STATED GOAL: Output exactly, please, the lines of the records below from the one containing "[indicate] the apartment" through the final line.

DATASET RECORDS:

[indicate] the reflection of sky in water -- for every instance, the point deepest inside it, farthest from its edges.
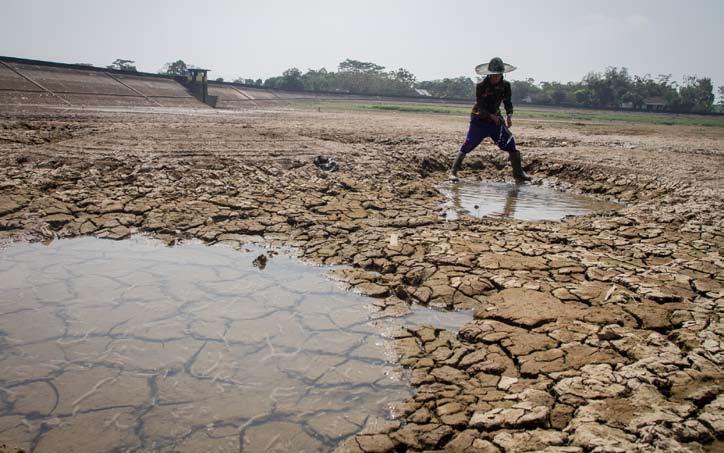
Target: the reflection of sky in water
(515, 201)
(112, 345)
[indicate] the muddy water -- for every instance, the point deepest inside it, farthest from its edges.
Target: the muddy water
(130, 345)
(515, 201)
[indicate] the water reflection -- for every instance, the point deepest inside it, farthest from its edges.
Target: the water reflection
(133, 346)
(515, 201)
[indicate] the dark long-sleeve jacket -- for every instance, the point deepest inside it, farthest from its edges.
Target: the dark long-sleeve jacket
(488, 98)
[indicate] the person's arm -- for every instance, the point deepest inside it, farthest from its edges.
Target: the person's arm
(508, 103)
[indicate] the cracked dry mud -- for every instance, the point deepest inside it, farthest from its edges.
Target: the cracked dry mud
(596, 333)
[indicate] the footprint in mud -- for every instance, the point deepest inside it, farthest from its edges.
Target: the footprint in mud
(260, 262)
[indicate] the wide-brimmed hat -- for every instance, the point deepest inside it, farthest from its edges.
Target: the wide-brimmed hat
(495, 66)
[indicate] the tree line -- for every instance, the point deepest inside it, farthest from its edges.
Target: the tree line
(612, 88)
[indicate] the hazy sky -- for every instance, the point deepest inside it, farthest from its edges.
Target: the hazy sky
(548, 40)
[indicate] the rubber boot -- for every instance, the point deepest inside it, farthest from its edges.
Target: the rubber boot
(456, 166)
(518, 173)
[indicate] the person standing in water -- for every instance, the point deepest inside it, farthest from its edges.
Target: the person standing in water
(486, 119)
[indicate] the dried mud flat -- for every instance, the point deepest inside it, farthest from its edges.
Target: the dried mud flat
(595, 333)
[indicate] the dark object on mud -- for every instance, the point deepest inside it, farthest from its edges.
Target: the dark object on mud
(325, 163)
(260, 262)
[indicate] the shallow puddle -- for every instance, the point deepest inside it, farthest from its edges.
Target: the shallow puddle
(131, 345)
(515, 201)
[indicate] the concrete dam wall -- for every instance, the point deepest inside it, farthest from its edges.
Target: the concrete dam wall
(31, 82)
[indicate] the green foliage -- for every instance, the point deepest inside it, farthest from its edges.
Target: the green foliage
(457, 88)
(696, 95)
(123, 65)
(612, 88)
(176, 68)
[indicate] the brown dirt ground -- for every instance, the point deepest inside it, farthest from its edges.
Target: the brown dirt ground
(596, 333)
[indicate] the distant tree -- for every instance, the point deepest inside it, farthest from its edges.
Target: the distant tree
(360, 66)
(123, 65)
(582, 96)
(696, 94)
(558, 97)
(404, 77)
(457, 88)
(175, 68)
(319, 80)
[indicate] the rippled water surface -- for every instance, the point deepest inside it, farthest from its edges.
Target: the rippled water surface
(514, 201)
(132, 345)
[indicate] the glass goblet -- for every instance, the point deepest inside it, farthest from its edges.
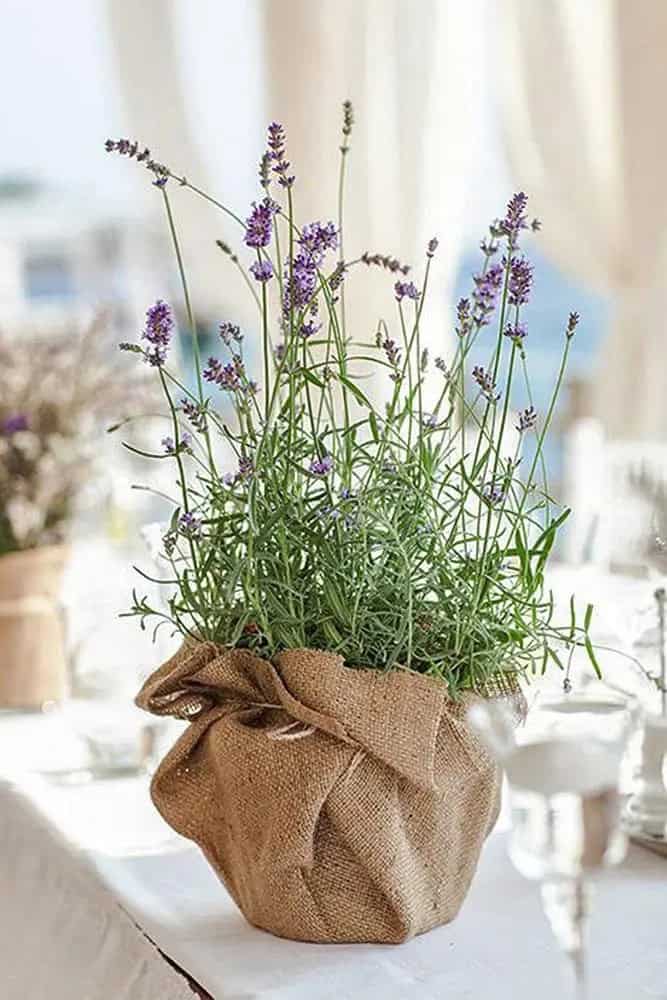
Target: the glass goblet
(563, 770)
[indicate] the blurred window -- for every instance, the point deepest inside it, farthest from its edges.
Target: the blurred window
(48, 276)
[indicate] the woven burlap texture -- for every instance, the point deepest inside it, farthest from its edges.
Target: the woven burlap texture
(337, 805)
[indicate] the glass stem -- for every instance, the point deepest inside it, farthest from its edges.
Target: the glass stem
(566, 905)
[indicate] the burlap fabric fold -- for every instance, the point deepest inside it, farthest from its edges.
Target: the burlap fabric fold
(33, 667)
(336, 805)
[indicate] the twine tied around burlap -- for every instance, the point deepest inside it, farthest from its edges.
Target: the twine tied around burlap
(336, 804)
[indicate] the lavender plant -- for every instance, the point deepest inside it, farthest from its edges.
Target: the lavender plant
(55, 392)
(404, 533)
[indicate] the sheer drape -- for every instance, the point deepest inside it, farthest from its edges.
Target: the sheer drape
(583, 91)
(407, 69)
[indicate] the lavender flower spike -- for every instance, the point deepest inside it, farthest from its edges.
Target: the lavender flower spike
(516, 332)
(515, 217)
(485, 295)
(276, 144)
(486, 383)
(527, 419)
(159, 325)
(321, 466)
(259, 223)
(572, 323)
(318, 237)
(262, 270)
(520, 281)
(406, 289)
(189, 524)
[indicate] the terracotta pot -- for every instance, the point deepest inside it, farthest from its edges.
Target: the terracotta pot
(33, 667)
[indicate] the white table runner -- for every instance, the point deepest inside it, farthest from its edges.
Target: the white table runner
(70, 903)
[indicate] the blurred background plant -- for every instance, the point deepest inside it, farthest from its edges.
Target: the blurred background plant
(56, 393)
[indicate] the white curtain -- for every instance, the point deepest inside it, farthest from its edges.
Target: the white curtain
(582, 89)
(145, 45)
(408, 72)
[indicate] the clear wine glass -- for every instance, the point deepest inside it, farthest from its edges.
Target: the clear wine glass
(563, 769)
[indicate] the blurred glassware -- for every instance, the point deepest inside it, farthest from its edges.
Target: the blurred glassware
(119, 738)
(564, 771)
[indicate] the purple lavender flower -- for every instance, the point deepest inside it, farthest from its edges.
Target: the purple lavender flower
(515, 217)
(185, 444)
(265, 170)
(515, 332)
(406, 289)
(227, 377)
(384, 260)
(488, 247)
(262, 270)
(300, 285)
(572, 323)
(527, 419)
(195, 414)
(317, 238)
(485, 294)
(493, 493)
(390, 348)
(309, 329)
(259, 223)
(486, 383)
(336, 278)
(520, 281)
(276, 144)
(13, 424)
(246, 467)
(190, 524)
(321, 466)
(159, 324)
(230, 332)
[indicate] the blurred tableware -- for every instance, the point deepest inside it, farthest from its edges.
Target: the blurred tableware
(646, 809)
(119, 738)
(33, 669)
(564, 771)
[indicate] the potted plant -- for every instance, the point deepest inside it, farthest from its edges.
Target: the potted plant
(54, 388)
(361, 572)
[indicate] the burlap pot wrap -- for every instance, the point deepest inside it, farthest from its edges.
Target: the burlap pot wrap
(336, 805)
(33, 668)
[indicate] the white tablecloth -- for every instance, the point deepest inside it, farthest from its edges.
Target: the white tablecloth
(89, 873)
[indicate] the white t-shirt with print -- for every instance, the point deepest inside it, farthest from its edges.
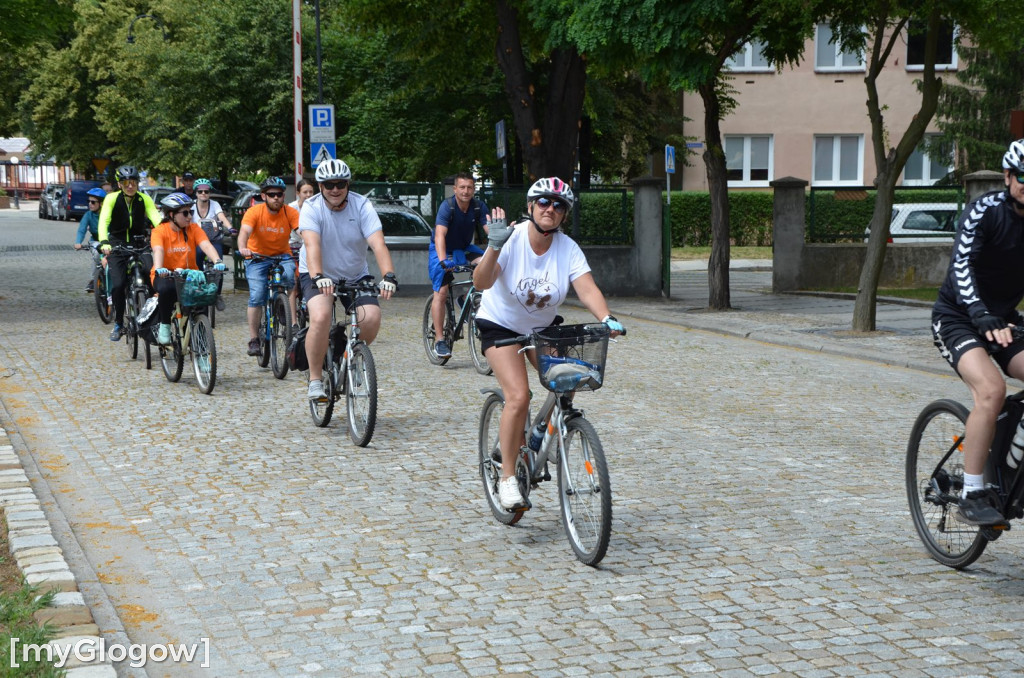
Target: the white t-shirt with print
(530, 288)
(343, 235)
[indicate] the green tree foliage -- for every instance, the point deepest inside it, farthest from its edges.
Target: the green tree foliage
(28, 30)
(974, 110)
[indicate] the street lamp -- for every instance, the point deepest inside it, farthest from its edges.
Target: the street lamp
(156, 19)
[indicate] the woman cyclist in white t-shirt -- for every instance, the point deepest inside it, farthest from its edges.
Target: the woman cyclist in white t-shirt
(525, 274)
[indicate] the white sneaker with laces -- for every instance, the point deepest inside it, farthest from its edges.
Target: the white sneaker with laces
(509, 495)
(315, 391)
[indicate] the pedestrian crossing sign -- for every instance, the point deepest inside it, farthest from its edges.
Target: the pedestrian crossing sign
(322, 153)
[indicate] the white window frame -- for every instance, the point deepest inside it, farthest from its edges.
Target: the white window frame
(742, 60)
(833, 181)
(747, 181)
(836, 67)
(927, 180)
(915, 68)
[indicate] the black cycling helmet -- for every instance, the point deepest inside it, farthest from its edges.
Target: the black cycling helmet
(271, 182)
(126, 172)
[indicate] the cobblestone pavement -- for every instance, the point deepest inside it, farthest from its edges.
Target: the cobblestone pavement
(760, 517)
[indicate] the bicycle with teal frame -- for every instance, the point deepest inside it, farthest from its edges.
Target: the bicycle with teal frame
(275, 326)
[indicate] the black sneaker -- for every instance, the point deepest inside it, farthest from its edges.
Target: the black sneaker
(979, 508)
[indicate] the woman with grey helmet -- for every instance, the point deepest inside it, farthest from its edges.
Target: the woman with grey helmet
(971, 322)
(525, 274)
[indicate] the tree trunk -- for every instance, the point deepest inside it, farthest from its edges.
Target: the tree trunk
(548, 147)
(718, 186)
(889, 163)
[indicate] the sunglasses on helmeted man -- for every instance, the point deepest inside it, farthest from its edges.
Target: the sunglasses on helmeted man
(545, 203)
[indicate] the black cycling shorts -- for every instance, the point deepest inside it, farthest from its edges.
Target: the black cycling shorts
(492, 332)
(309, 290)
(954, 336)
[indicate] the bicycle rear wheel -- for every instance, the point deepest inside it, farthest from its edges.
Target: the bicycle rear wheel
(934, 480)
(360, 394)
(281, 335)
(585, 492)
(430, 335)
(171, 358)
(489, 451)
(103, 305)
(204, 353)
(321, 411)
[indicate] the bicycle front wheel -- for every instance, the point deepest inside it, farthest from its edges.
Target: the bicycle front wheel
(934, 480)
(585, 492)
(204, 352)
(430, 335)
(489, 450)
(263, 357)
(99, 295)
(281, 335)
(479, 359)
(322, 411)
(360, 394)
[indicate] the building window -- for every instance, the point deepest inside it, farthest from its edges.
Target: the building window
(945, 57)
(923, 170)
(839, 160)
(828, 55)
(749, 58)
(749, 160)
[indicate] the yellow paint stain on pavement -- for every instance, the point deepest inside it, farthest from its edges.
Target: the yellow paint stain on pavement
(136, 613)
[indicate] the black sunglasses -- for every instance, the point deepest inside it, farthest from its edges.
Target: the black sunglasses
(545, 203)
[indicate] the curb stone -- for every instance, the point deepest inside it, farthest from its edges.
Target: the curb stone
(41, 562)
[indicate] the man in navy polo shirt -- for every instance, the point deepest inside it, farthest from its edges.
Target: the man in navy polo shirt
(453, 245)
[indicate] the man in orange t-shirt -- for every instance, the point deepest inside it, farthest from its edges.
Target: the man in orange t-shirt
(265, 230)
(174, 244)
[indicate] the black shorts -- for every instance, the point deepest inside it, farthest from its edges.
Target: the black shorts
(492, 332)
(954, 336)
(309, 290)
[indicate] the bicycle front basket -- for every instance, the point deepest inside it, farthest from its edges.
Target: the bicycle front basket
(195, 293)
(570, 357)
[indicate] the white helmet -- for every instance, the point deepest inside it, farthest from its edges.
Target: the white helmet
(332, 170)
(1014, 158)
(551, 187)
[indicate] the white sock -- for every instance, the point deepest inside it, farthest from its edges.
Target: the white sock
(972, 482)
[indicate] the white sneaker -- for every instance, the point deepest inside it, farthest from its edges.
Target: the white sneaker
(315, 391)
(509, 495)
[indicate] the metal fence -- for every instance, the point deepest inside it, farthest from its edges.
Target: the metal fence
(843, 214)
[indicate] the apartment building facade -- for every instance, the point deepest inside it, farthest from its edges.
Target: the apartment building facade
(810, 120)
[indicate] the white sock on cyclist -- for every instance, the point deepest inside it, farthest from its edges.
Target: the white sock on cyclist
(973, 482)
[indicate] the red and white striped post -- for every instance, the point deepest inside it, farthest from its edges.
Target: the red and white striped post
(297, 78)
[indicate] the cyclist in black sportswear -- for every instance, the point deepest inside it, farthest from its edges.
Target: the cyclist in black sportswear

ANSWER TO THIS TASK:
[indicate] the apartment building facade -- for every instance, the point deepest inside it, farthest from its edges.
Target: the apartment building facade
(810, 120)
[indicate] the white sock on cyclist -- for every instance, the point deepest inside it, farthest from its edges.
Target: the white sock on cyclist
(973, 482)
[indicate] the red and white striped post -- for every instance, the point deepest inside it, farthest from its edges.
Target: the red and white striped post
(297, 78)
[indicate] the cyclist in black sportswear -- for every instance, the point deepest inside it, farthest from its edges.
Target: the cyclist in black sportswear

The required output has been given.